▶ _Aufgabe_:
Beantworte anhand des Textes über Alexander Calder diese Fragen:
1. In welchem Jahr entschied sich Calder für den Künstlerberuf?
2. Welchen Preis bekam er 1952 auf der Biennale von Venedig?
3. Aus welchem Material waren der Hund und die Ente, die er seinen Eltern zu Weihnachten 1909 schenkte?

Alexander Calder
Wer war Alexander Calder?
Alexander Calder (Lawton 22.8.1898–11.11.1976 New York City) war ein US-amerikanischer Bildhauer der Klassischen Moderne (→ Klassische Moderne). Er zählt zu den bedeutendsten Künstlern des 20. Jahrhunderts. Der Sohn von Alexander Stirling Calder ließ sich zum Ingenieur ausbilden und entschied sich erst 1923 für den Künstlerberuf. Ab 1926 in Paris ansässig, wurde er mit beweglichen Drahtfiguren bekannt, allen voran seinem „Cirque Calder“. In Auseinandersetzung mit der Pariser Avantgarde, darunter die Abstraktion von Theo van Doesburg und Piet Mondrian, entwickelte Alexander Calder ab 1930 abstrakte und in der Folge kinetische Werke. 1931/32 schuf er erste Mobiles, mit denen der amerikanische Bildhauer die Skulptur revolutionierte und für die er bis heute berühmt ist. Seit den 1940er Jahren gehörte Alexander Calder zu den produktivsten und erfolgreichsten Bilderhauern der Welt. Er vertrat die USA 1952 auf der Biennale von Venedig und wurde mit dem Großen Preis für Skulptur ausgezeichnet. Zahlreiche Ehrungen und Preise, vor allem aber internationale Großaufträge für Skulpturen im öffentlichen Raum prägten die 1960er und 1970er Jahre.
Kindheit
Alexander Calder wurde am 22. August 1898 als zweites Kind von des Bildhauers Alexander Stirling Calder und der Malerin Naette Lederer Calder in Lawton, Pennsylvania, geboren. Seine Schwester war bereits zwei Jahre alt. Da Calders Vater öffentliche Aufträge erhielt, durchquerte die Familie das Land während Calders Kindheit.
Calder wurde von seinen Eltern zum kreativen Arbeiten ermutigt. Ab seinem achten Lebensjahr hatte er immer seine eigene Werkstatt, wo immer die Familie lebte. Zu Weihnachten 1909 schenkte Calder seinen Eltern zwei seiner ersten Skulpturen, einen winzigen Hund und eine Ente, die aus Messingblech geschnitten und in Form gebogen sind. Die Ente ist kinetisch – sie schaukelt beim Antippen hin und her. Dies zeigt, dass der elfjährige Calder bereits Fähigkeit im Umgang mit Materialien hatte, ihn Bewegung maßgeblich interessierte.

▶ _Ausgelesene Daten_:
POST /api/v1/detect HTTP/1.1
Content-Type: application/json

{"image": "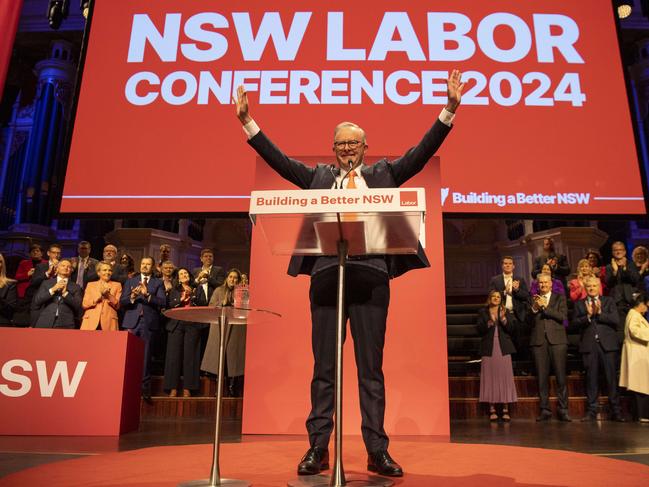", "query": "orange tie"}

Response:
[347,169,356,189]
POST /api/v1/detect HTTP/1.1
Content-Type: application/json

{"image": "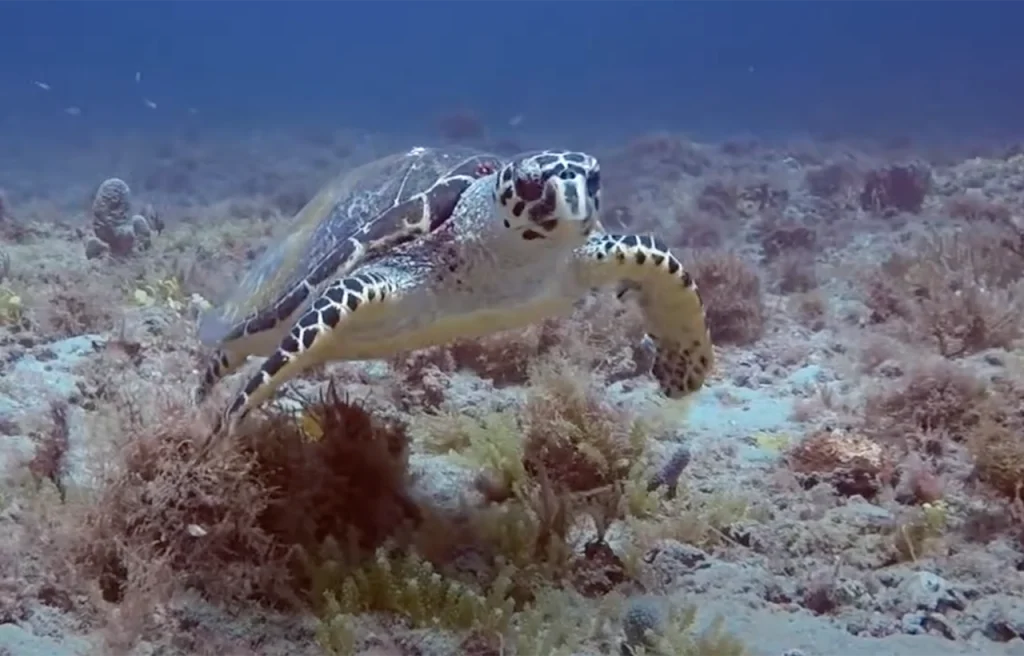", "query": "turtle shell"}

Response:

▶ _Lösung_:
1. 1923
2. Den Großen Preis für Skulptur
3. Aus Messingblech